§ WHAT IS BEING ASKED: Find the line that contains "Would you mind indicating the blue". Output it and every line after it to the end of the records, exactly as they appear.

§ DATASET RECORDS:
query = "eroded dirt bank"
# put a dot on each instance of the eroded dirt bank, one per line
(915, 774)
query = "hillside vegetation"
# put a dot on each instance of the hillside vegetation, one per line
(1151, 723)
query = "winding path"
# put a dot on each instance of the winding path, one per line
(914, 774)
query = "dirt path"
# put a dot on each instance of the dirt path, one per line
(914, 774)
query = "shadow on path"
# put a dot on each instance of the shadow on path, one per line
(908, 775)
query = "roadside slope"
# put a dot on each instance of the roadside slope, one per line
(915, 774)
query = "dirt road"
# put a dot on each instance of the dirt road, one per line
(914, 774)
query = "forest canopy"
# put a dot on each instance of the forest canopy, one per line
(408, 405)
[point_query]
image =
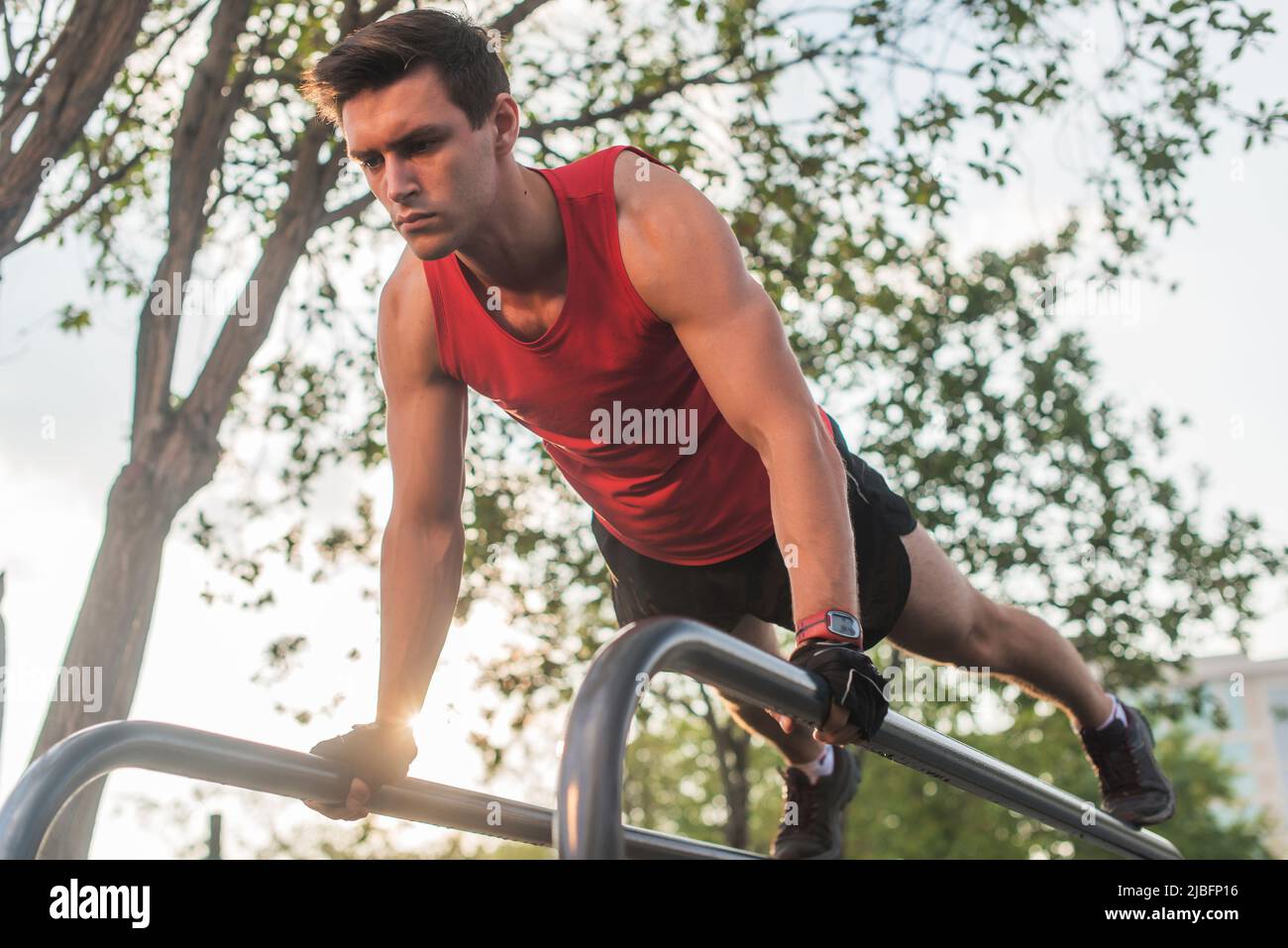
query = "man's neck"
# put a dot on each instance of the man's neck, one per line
(519, 248)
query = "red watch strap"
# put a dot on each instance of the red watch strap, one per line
(815, 627)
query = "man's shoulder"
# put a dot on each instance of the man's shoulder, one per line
(406, 313)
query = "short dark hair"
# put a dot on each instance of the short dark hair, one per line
(381, 53)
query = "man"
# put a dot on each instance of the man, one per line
(600, 304)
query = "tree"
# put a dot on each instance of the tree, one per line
(841, 215)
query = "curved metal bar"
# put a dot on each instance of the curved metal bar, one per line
(590, 772)
(88, 754)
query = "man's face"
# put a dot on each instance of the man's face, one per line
(423, 159)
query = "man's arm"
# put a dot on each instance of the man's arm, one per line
(687, 265)
(424, 543)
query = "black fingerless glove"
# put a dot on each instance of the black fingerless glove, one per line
(853, 679)
(378, 754)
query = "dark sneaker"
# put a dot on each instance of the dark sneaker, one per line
(1132, 785)
(815, 810)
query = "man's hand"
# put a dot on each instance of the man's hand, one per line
(858, 703)
(376, 754)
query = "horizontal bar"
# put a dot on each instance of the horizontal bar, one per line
(590, 773)
(89, 754)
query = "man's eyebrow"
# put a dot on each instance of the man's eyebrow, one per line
(402, 142)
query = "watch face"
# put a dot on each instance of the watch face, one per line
(844, 623)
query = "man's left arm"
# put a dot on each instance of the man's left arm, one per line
(687, 265)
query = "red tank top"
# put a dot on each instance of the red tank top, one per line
(697, 494)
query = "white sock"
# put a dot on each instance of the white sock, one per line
(1116, 714)
(819, 768)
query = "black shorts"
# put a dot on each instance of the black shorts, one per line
(756, 581)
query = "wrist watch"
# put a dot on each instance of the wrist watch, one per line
(829, 625)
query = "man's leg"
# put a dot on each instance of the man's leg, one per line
(798, 747)
(945, 620)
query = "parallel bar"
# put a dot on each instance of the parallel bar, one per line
(590, 772)
(81, 758)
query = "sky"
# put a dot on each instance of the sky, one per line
(1214, 352)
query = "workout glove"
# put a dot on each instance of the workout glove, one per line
(853, 679)
(377, 754)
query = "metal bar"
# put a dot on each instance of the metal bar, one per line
(88, 754)
(590, 772)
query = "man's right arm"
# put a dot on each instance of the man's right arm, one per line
(424, 543)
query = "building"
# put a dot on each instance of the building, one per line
(1254, 695)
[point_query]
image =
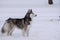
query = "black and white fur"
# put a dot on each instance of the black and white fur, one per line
(22, 23)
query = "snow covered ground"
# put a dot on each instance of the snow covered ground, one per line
(46, 26)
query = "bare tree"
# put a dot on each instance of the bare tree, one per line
(50, 2)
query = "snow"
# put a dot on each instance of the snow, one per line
(46, 26)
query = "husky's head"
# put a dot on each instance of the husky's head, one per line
(30, 13)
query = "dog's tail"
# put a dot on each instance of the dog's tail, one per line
(2, 30)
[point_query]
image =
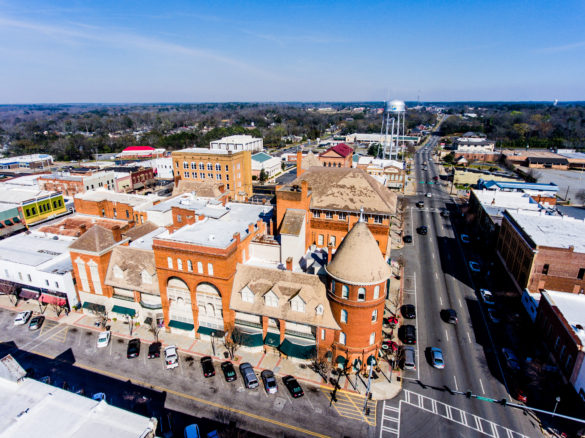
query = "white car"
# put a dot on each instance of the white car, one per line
(487, 297)
(23, 317)
(104, 339)
(171, 357)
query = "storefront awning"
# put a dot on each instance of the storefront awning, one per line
(249, 339)
(93, 307)
(52, 299)
(208, 331)
(29, 294)
(181, 325)
(272, 339)
(121, 310)
(296, 350)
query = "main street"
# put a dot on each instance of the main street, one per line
(437, 277)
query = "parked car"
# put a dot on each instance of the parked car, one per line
(228, 371)
(487, 297)
(511, 359)
(171, 357)
(269, 382)
(248, 375)
(104, 339)
(408, 359)
(449, 316)
(293, 386)
(494, 316)
(154, 350)
(133, 348)
(436, 358)
(408, 334)
(207, 366)
(23, 317)
(36, 322)
(474, 266)
(408, 311)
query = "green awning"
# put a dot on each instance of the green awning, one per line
(208, 331)
(181, 325)
(250, 339)
(296, 350)
(121, 310)
(272, 339)
(94, 307)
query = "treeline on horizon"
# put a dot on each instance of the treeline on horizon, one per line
(77, 131)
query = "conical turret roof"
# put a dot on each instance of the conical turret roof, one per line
(358, 260)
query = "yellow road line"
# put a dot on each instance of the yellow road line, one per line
(197, 399)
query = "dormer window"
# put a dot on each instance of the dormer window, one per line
(297, 304)
(247, 295)
(146, 277)
(270, 299)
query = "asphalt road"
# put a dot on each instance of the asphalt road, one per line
(437, 277)
(70, 354)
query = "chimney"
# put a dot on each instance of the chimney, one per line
(329, 252)
(299, 163)
(117, 233)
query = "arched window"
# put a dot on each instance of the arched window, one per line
(345, 292)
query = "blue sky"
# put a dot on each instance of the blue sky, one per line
(189, 51)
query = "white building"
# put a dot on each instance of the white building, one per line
(263, 161)
(238, 143)
(39, 264)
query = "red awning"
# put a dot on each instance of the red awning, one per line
(52, 299)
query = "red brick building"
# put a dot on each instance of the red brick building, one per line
(340, 155)
(542, 251)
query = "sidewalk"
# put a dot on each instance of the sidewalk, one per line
(259, 360)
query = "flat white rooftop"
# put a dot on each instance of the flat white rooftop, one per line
(218, 231)
(572, 307)
(34, 409)
(551, 231)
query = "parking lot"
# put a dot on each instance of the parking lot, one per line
(69, 356)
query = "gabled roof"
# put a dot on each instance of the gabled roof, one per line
(95, 240)
(346, 189)
(341, 149)
(133, 262)
(285, 285)
(358, 259)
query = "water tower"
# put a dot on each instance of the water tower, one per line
(394, 129)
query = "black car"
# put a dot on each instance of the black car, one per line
(154, 350)
(408, 311)
(207, 365)
(293, 386)
(449, 315)
(408, 334)
(228, 371)
(133, 348)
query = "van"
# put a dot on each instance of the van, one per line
(249, 376)
(408, 358)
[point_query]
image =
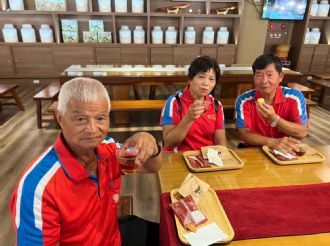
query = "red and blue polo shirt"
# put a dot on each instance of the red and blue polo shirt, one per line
(57, 201)
(289, 104)
(201, 132)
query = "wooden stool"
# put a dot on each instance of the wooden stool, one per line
(6, 88)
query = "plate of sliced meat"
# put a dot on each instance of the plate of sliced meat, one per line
(197, 163)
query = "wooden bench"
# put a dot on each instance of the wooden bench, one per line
(49, 93)
(8, 88)
(324, 84)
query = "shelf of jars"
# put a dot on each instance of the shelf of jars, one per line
(79, 24)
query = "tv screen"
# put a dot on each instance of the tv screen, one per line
(284, 9)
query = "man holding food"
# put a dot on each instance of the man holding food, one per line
(270, 114)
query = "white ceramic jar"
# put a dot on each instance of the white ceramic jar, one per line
(171, 35)
(190, 35)
(138, 35)
(104, 5)
(16, 4)
(121, 6)
(28, 34)
(81, 5)
(223, 35)
(307, 36)
(314, 8)
(315, 36)
(10, 33)
(323, 9)
(125, 35)
(208, 35)
(157, 35)
(46, 34)
(137, 6)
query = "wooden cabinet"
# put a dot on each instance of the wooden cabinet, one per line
(107, 56)
(134, 55)
(319, 59)
(6, 62)
(226, 54)
(209, 51)
(305, 60)
(184, 55)
(60, 55)
(33, 60)
(327, 64)
(66, 56)
(161, 56)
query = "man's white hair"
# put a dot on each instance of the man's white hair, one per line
(82, 90)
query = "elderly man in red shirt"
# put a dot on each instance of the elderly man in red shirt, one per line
(270, 114)
(69, 194)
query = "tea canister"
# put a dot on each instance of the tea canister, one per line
(307, 36)
(125, 35)
(46, 34)
(171, 35)
(28, 34)
(138, 35)
(104, 5)
(82, 5)
(315, 36)
(323, 9)
(208, 35)
(157, 35)
(10, 33)
(190, 35)
(121, 6)
(223, 35)
(16, 4)
(314, 8)
(137, 6)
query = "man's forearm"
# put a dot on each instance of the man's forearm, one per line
(292, 129)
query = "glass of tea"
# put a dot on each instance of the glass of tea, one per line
(206, 105)
(126, 159)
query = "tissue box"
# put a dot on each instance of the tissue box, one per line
(70, 37)
(104, 37)
(90, 37)
(42, 5)
(96, 25)
(58, 5)
(69, 25)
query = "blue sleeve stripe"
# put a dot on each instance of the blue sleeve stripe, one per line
(29, 198)
(167, 114)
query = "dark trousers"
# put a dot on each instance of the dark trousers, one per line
(138, 232)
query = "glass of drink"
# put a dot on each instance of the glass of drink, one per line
(126, 159)
(206, 105)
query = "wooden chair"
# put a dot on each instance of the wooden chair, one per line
(49, 93)
(8, 88)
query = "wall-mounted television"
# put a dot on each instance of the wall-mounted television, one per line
(284, 9)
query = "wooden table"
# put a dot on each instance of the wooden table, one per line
(322, 76)
(258, 171)
(123, 75)
(304, 89)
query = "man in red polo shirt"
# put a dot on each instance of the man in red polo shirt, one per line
(69, 194)
(270, 114)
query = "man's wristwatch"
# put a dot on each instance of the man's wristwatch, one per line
(158, 151)
(275, 121)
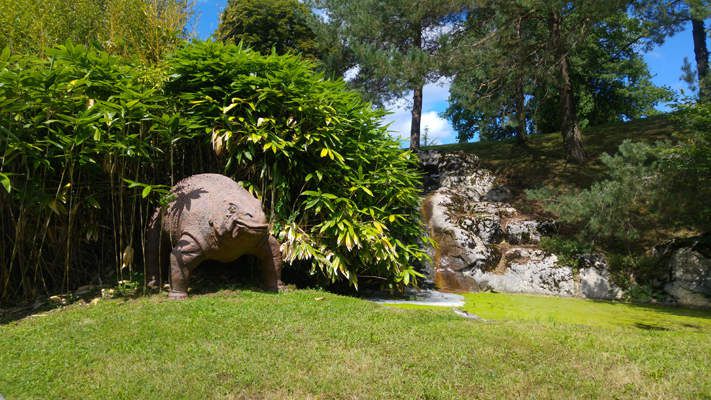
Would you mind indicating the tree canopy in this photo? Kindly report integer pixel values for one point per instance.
(263, 25)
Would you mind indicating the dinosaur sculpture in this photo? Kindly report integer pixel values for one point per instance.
(211, 217)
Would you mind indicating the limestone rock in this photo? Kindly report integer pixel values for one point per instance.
(469, 219)
(529, 271)
(595, 283)
(691, 277)
(523, 232)
(457, 248)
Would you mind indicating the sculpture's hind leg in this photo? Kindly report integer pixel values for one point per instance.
(270, 257)
(185, 256)
(156, 252)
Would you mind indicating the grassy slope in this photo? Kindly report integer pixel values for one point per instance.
(309, 344)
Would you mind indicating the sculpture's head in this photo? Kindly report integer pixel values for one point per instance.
(250, 223)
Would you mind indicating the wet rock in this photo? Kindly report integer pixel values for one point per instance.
(523, 232)
(595, 283)
(469, 219)
(457, 248)
(529, 271)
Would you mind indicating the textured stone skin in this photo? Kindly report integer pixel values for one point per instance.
(210, 218)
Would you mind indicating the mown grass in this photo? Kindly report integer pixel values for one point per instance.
(310, 344)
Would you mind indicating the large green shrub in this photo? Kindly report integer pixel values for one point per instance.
(79, 128)
(72, 127)
(343, 196)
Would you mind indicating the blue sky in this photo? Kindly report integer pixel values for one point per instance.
(664, 63)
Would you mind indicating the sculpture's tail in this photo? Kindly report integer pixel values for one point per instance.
(154, 251)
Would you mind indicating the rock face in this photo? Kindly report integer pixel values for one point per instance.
(486, 244)
(689, 263)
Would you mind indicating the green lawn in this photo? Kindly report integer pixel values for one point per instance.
(311, 344)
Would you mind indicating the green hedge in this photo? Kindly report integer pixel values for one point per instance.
(79, 127)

§ REPLY TO THE EXERCISE:
Would you mind indicating the blue sky in this photo? Kindly report integer pixel values for one point per instance.
(664, 63)
Would you mind indicating the sculpture's tail in this photo? Kindly report integer pixel values for one point per instance.
(154, 251)
Would you mind indicating the rock face in this photo? Kindly report integer pixel values for one point per instance.
(486, 244)
(689, 263)
Would you mind indicating the green lawn in this photo? Kindly report integer pixel values for one point per instance.
(311, 344)
Would you mind indicating the green hedge in this photo? Kindly report integer pixel values for one point per instance.
(79, 127)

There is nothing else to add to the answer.